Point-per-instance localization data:
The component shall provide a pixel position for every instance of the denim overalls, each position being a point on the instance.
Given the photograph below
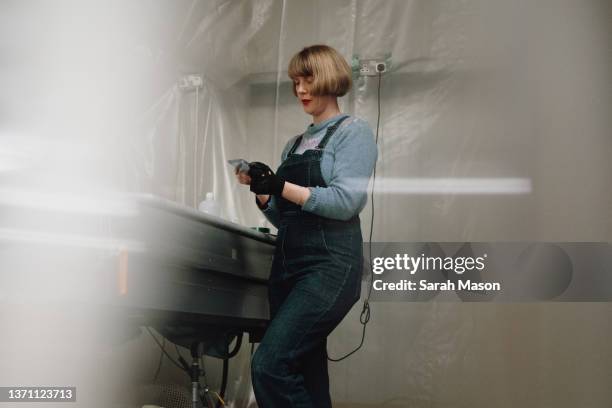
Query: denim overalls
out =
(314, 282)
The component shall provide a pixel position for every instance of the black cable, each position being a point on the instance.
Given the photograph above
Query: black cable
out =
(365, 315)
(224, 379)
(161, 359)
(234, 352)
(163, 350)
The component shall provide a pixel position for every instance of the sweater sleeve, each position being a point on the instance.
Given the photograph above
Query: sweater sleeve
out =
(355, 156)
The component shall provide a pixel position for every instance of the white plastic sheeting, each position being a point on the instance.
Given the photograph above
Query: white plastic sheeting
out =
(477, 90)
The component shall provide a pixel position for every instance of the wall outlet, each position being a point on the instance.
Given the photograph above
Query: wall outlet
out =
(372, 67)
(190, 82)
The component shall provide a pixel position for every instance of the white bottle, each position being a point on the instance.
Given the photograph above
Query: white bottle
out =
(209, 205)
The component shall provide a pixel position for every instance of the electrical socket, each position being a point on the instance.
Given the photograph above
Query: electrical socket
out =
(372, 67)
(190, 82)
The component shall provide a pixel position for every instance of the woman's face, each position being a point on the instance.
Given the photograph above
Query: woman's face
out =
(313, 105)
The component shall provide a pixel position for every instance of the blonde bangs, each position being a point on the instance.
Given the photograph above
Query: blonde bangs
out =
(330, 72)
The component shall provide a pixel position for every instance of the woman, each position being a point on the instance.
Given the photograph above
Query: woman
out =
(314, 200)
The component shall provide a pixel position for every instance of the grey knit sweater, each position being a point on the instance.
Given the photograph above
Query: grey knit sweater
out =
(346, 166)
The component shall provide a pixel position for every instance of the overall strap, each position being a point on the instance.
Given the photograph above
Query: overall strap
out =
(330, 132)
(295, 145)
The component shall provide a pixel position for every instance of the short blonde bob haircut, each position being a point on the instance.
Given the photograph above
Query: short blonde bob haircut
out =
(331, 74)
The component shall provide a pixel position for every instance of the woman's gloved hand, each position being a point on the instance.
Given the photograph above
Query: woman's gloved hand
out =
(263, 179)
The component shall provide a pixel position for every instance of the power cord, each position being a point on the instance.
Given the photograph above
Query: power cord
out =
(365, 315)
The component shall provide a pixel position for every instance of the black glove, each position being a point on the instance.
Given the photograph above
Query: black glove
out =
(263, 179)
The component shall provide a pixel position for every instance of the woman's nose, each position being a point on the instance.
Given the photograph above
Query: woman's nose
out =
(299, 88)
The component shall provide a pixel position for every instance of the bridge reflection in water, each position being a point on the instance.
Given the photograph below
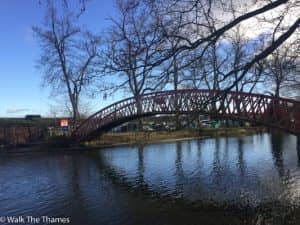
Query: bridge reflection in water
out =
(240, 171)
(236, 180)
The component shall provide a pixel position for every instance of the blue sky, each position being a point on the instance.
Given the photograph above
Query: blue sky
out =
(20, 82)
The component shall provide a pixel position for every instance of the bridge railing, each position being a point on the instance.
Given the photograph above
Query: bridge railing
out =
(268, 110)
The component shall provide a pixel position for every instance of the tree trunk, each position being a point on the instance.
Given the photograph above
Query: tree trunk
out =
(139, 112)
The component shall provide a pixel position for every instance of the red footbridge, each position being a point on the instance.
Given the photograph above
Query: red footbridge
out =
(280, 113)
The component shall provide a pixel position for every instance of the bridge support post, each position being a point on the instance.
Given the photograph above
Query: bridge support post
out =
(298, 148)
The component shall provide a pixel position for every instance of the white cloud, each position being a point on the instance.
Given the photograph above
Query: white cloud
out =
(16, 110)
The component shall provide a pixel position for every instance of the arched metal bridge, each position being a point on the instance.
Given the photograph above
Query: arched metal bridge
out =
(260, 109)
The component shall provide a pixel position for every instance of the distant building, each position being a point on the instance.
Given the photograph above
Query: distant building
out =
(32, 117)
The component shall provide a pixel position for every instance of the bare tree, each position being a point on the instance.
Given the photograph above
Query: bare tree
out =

Instructions for the task:
For every line in the data above that has the string "metal", return that line.

Final answer:
The component shall provide a pixel position for every instance of the arched metal bridge, each position being a point on the instance.
Query: arched metal bridge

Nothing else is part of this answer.